DOCUMENT SECTION:
● ● ● ● ●

He likes utilities; defensive and paying good dividends in a low rate environment. CU depends on Alberta, which is challenged by oil. He prefers Fortis and Boralex, Innergex and AQN-T, which will maintain or increase current stock levels. If you own this, hold it and wait for a recovery; the dividend is safe.

DON'T BUY
He's passed on this after reviewing it many times. They depend on retail sales in clothes, and face a lot of competition. They grew very quickly but have been plateauing. It craters on high cotton prices, though. It's a trade at best.
COMMENT
It was beaten up for many years. With all the refinancing given rock-bottom interest rates, volume has picked up, so REAL benefit (providing software to the real estate, mortgage financing sector). The easy money has been made. If you buy this, hold for a long time.
WEAK BUY

He's starting to nibble at TD. This and RY are the top two Canadian banks. But in a low-interest rate environment, it'll be hard for them to make money.

● ● ● ● ●

DATA RECORDS:

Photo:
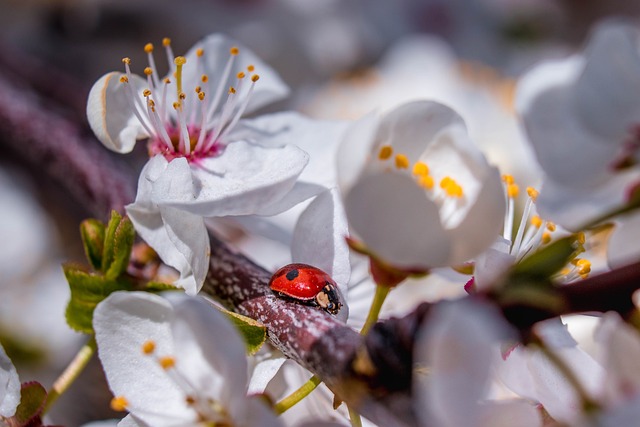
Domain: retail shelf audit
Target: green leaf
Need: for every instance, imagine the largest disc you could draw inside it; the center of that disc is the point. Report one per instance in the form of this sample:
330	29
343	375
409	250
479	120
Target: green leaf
545	262
32	399
253	332
87	291
92	232
123	238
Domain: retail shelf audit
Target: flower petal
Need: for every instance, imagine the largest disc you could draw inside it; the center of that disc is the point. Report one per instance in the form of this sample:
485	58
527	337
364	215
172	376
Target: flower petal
110	115
9	386
241	181
123	322
268	89
396	220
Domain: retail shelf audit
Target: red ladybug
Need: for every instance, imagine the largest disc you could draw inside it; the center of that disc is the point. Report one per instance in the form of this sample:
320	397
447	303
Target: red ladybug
307	285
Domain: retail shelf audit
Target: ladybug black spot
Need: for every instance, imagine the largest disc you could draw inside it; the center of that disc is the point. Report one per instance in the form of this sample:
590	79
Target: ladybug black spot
292	274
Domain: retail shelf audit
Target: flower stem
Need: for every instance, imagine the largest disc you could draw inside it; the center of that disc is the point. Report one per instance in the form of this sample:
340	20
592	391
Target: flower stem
374	311
354	417
71	373
297	395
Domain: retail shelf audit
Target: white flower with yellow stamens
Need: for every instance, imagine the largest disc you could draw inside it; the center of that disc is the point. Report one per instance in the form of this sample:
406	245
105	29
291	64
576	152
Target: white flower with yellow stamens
417	192
204	161
175	361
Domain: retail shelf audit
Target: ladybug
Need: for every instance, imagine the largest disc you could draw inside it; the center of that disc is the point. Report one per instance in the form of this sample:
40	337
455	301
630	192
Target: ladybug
307	285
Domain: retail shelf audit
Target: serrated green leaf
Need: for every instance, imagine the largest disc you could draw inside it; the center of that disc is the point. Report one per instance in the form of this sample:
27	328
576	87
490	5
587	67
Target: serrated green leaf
32	400
87	291
122	244
92	233
545	262
109	240
253	332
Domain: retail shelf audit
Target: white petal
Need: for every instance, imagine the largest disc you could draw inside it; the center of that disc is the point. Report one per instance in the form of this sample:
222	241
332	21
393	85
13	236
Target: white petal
567	151
268	89
123	322
110	115
623	245
319	240
395	219
355	149
9	386
209	351
607	94
241	181
457	347
263	373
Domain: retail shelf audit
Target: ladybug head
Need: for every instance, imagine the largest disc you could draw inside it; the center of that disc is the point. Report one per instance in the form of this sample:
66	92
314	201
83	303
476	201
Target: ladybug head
328	299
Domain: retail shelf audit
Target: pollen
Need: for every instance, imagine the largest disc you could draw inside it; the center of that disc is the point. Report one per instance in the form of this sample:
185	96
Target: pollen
420	169
148	347
402	161
119	404
167	362
513	190
385	152
536	221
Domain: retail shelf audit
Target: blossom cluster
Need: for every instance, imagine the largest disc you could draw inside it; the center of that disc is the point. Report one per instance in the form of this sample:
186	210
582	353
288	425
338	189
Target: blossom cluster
399	195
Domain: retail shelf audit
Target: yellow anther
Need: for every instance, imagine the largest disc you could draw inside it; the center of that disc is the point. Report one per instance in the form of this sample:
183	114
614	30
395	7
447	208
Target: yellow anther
420	168
119	404
167	362
508	179
385	152
402	161
536	221
513	190
425	181
148	347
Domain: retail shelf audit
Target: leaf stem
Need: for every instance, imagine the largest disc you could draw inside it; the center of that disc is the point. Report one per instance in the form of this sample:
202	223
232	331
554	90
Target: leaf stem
376	305
71	373
295	397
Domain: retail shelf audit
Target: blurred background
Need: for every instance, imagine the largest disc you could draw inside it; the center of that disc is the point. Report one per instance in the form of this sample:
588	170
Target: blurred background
342	58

● ● ● ● ●

QUESTIONS:
**1)** Please quote the stock commentary between "He likes utilities;" and "dividend is safe.", inclusive.
**2)** In the stock commentary, which companies does he say he prefers over CU?
**3)** According to the stock commentary, why did REAL benefit?
The records come from a different source than the stock commentary.

RESULTS BY TASK:
**1)**
He likes utilities; defensive and paying good dividends in a low rate environment. CU depends on Alberta, which is challenged by oil. He prefers Fortis and Boralex, Innergex and AQN-T, which will maintain or increase current stock levels. If you own this, hold it and wait for a recovery; the dividend is safe.

**2)** Fortis, Boralex, Innergex, AQN-T

**3)** Rock-bottom interest rates led to a lot of refinancing, and volume picked up. REAL benefits because it provides software to the real estate and mortgage financing sector.